### Challenge
Copy only what runs from the line containing "mark the fence post | one pin per instance." through the end of the material below, line for line, with both ends included.

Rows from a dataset

──────────────────────────────

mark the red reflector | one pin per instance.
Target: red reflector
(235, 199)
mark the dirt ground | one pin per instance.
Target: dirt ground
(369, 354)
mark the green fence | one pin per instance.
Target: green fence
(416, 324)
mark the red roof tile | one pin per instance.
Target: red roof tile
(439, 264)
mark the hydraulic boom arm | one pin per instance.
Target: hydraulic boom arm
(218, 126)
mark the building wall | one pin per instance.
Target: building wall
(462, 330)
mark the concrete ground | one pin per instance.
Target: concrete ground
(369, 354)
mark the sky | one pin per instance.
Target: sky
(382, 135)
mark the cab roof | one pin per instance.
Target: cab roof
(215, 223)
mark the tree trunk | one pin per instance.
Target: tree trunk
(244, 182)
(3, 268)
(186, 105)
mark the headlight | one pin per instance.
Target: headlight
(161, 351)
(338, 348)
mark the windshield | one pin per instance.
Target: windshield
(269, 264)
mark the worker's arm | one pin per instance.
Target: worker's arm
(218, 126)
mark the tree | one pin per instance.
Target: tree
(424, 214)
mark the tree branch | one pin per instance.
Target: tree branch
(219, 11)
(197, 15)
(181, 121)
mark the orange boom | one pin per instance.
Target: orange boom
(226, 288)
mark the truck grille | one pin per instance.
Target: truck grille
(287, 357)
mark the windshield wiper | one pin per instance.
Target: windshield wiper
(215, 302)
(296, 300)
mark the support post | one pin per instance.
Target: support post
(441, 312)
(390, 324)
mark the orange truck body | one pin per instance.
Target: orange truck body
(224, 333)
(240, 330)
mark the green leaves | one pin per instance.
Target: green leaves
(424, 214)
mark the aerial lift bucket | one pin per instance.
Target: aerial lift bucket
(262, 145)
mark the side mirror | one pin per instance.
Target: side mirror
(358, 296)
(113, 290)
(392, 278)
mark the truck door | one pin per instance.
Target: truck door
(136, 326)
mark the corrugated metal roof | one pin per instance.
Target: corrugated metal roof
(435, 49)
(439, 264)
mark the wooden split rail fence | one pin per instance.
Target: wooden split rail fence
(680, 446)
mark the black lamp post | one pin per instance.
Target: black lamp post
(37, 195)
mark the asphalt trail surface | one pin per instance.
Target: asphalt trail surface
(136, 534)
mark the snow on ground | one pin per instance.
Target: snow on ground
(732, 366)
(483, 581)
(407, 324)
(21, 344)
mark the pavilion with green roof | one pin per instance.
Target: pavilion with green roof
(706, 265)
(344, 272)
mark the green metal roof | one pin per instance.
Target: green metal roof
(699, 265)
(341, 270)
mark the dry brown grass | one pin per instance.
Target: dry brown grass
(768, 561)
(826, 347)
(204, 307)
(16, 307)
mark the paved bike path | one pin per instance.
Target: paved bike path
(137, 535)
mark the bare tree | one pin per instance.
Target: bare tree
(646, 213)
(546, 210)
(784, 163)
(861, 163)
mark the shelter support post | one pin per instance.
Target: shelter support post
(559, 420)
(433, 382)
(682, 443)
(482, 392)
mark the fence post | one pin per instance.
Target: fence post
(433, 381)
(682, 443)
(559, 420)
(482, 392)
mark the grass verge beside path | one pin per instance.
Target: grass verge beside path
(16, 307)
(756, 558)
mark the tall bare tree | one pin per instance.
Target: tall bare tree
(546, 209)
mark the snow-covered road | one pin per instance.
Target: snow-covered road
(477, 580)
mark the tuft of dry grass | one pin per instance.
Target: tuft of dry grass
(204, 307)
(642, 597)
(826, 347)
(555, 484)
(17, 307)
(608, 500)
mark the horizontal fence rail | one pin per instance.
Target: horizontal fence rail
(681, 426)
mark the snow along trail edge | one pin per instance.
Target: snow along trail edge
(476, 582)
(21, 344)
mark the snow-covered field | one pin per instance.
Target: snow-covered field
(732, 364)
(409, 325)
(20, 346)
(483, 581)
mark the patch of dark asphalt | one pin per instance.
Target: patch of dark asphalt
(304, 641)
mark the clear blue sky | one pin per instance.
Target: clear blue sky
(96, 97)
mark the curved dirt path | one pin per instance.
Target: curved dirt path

──────────────────────────────

### Solved exercise
mark the fence post | one pin per instance.
Target: fence post
(433, 381)
(682, 443)
(559, 420)
(482, 392)
mark the grass verge beside path | one pin per instance.
Target: grass verge beside path
(16, 307)
(756, 558)
mark the tall bare tree | one pin per instance.
Target: tall bare tree
(546, 209)
mark the snow-covered road | one pin per instance.
Target: snow-covered road
(477, 580)
mark the tuft of dry grass | one pin per instance.
Target: tuft of dry grass
(204, 307)
(642, 597)
(826, 347)
(555, 484)
(17, 307)
(608, 500)
mark the horizontal fence rail | one pin per instance.
Target: horizontal fence rail
(681, 426)
mark the snow along trail edge | one pin per instance.
Target: snow along trail edge
(476, 582)
(21, 344)
mark the snow-covered field | one pin per instance.
Target: snow-covered field
(732, 364)
(409, 325)
(20, 346)
(483, 581)
mark the patch of dark asphalt | one pin per instance.
Target: patch of dark asphalt
(304, 641)
mark the clear blue sky | one pin per instance.
Target: clear blue sky
(96, 97)
mark the curved dirt path | one pin per instance.
Target: curved dirt path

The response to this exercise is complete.